====== Data provided ======

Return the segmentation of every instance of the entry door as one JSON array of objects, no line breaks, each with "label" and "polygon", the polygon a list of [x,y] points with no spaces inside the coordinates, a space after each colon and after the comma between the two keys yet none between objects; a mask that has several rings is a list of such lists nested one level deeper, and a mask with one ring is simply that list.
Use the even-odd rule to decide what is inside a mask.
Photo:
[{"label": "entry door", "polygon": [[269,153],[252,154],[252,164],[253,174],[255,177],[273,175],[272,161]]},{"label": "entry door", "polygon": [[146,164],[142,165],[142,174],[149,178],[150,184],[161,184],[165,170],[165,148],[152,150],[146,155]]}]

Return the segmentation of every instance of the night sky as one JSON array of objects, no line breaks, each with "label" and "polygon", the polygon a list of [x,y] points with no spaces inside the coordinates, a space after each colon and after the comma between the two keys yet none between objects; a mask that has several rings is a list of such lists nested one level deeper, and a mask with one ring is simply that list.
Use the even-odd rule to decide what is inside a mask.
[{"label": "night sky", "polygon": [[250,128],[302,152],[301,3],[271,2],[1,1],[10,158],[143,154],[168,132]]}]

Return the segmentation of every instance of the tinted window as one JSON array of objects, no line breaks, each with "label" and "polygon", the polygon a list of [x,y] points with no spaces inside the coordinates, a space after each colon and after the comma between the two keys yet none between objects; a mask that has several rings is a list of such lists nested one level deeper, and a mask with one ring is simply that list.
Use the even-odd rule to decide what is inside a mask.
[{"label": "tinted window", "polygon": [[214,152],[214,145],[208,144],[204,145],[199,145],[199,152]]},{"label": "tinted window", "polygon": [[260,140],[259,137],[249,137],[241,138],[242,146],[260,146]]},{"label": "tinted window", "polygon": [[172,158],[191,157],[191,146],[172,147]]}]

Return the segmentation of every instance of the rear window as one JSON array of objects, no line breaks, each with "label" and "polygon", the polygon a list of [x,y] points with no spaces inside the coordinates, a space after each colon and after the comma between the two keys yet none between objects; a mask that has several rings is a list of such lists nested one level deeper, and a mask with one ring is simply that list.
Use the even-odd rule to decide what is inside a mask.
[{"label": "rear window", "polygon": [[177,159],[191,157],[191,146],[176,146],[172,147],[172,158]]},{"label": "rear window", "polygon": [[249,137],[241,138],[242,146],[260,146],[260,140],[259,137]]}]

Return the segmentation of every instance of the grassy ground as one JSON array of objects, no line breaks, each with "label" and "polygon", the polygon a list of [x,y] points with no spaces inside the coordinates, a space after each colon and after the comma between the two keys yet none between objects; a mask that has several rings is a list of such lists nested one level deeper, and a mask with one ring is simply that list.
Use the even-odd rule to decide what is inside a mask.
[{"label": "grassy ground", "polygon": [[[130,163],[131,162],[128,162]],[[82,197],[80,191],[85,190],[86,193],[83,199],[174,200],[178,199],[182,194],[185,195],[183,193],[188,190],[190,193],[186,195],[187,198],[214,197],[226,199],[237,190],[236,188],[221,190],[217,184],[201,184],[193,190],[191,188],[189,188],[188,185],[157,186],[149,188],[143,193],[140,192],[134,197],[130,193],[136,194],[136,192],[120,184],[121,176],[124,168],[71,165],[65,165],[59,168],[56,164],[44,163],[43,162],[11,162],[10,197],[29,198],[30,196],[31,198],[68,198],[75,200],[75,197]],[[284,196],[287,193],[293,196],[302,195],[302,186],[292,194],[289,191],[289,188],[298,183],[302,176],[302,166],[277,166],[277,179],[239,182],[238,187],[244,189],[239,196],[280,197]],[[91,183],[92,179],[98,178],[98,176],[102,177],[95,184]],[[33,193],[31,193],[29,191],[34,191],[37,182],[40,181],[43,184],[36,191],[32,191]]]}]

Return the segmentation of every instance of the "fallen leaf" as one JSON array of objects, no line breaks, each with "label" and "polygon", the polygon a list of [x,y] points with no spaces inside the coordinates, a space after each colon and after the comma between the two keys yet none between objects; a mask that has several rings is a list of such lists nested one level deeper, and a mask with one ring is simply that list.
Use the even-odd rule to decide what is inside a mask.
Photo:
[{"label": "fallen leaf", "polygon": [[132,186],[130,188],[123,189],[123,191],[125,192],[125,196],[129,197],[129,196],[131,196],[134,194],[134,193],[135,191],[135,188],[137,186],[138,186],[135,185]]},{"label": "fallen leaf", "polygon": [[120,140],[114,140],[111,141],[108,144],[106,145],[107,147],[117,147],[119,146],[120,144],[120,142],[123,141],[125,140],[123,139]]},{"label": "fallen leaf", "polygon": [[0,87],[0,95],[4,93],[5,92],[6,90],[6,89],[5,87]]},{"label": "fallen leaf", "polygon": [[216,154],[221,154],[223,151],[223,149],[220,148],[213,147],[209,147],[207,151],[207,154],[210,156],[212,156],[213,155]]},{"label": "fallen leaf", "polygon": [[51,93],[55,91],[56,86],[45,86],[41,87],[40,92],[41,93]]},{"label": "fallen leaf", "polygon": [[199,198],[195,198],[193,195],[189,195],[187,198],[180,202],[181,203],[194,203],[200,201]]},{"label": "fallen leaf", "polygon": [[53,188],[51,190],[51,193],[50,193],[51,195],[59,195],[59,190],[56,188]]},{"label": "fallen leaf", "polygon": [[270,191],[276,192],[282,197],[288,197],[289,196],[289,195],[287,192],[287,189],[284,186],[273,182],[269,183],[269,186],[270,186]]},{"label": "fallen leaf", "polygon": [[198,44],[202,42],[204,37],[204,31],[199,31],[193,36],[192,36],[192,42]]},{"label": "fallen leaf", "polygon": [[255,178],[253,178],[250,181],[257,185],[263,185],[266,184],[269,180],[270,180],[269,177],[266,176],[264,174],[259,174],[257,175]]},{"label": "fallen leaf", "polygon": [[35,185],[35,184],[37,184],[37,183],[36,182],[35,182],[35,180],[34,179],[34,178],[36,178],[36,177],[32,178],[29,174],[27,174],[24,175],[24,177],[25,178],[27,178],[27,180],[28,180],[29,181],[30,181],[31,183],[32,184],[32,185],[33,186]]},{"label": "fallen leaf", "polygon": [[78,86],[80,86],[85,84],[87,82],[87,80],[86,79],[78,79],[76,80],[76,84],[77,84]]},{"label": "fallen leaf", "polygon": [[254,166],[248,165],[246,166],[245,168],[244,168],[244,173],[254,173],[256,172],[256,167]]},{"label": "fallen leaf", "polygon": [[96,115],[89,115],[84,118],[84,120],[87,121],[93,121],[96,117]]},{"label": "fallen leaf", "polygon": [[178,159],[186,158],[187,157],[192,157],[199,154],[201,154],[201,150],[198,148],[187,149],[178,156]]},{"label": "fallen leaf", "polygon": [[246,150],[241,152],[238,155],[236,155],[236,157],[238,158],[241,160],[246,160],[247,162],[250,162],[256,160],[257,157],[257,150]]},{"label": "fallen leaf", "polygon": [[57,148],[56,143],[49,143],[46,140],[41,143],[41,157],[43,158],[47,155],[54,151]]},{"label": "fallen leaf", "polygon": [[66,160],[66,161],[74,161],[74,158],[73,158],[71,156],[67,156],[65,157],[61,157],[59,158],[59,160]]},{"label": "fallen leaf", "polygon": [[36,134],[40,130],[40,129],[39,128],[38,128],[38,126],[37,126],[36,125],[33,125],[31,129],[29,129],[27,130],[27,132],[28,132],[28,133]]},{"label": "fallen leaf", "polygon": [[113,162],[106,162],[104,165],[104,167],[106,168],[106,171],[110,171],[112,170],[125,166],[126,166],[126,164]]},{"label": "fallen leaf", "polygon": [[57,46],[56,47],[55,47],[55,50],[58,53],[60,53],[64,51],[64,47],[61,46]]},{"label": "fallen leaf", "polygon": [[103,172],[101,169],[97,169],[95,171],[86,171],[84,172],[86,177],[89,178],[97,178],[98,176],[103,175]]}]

======

**Aim:**
Return each line of the records that contains the string "night", copied in full. Case counts.

**Exercise output:**
Return the segmentation of every instance of the night sky as one JSON array of objects, no line breaks, each with "label" and "polygon", the polygon a list of [x,y] points with no spaces inside the coordinates, a space after each colon and after the comma between the two keys yet none between objects; a mask that has several rings is a list of such lists nested one level deeper, and a mask with one ring is simply that list.
[{"label": "night sky", "polygon": [[250,128],[302,152],[301,3],[271,2],[1,1],[10,158],[143,154],[168,132]]}]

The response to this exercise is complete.